## WHAT NEEDS TO BE DONE
Copy, from the data below, each line that has the word "jacket".

## EXERCISE DATA
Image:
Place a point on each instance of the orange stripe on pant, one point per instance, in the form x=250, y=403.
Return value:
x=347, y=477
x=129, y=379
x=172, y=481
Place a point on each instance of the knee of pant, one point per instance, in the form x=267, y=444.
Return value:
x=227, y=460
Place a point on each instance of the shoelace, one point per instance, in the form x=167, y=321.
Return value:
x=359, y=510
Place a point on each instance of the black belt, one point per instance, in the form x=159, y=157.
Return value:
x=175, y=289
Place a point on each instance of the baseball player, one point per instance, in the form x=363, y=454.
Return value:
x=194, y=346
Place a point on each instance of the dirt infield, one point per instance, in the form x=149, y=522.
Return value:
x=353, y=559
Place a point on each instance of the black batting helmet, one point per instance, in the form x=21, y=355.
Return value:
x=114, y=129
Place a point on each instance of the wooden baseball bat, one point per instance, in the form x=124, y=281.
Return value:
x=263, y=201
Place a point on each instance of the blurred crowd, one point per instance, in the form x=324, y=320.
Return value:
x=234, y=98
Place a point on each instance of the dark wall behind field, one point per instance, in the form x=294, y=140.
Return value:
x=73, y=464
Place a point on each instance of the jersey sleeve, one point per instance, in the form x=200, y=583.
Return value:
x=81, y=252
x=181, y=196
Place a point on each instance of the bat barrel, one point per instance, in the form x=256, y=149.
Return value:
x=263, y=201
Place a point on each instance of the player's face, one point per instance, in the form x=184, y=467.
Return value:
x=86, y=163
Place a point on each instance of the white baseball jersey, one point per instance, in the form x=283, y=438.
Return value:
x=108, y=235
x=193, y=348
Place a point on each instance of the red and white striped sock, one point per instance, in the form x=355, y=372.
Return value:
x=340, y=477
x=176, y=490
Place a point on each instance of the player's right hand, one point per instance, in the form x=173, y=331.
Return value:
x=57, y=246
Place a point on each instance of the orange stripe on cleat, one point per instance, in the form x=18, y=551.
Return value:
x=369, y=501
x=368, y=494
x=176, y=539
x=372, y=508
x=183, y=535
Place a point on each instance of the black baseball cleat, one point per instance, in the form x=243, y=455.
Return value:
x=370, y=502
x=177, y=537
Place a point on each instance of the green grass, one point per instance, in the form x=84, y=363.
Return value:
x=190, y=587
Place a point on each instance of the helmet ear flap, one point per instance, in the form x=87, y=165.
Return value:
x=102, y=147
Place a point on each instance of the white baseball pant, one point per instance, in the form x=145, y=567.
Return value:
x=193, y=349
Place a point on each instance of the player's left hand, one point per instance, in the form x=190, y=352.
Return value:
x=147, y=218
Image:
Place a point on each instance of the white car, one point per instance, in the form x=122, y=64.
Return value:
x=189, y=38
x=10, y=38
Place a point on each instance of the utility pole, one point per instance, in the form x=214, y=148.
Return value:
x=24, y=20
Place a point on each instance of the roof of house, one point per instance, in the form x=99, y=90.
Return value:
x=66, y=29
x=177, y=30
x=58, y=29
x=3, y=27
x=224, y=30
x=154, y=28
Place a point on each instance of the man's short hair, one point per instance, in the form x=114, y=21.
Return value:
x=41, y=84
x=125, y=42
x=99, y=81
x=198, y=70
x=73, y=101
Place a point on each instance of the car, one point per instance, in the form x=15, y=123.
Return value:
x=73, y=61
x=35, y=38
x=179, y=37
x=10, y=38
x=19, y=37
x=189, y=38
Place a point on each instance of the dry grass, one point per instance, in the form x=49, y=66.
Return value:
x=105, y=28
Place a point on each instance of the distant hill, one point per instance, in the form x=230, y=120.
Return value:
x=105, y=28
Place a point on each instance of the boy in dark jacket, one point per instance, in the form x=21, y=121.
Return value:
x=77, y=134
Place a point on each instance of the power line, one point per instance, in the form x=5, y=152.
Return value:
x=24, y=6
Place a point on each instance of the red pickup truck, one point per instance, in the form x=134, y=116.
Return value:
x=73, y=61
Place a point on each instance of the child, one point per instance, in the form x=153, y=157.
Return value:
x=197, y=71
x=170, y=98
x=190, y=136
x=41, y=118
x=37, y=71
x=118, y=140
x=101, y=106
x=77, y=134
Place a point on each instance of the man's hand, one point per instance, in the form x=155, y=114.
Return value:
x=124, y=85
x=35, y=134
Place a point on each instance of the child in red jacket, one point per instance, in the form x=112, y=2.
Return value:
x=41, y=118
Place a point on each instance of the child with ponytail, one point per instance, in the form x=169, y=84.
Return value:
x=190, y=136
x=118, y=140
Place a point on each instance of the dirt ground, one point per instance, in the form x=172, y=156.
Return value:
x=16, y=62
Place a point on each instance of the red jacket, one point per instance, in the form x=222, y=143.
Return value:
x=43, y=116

## RESULT OF THE EXERCISE
Place a point on each instance of the boy in dark jacket, one point per instance, in the form x=21, y=121.
Place a point on each instance of the child in red jacket, one point per instance, in the form x=112, y=2.
Place a point on each instance of the red jacket, one point per instance, in the form x=222, y=143.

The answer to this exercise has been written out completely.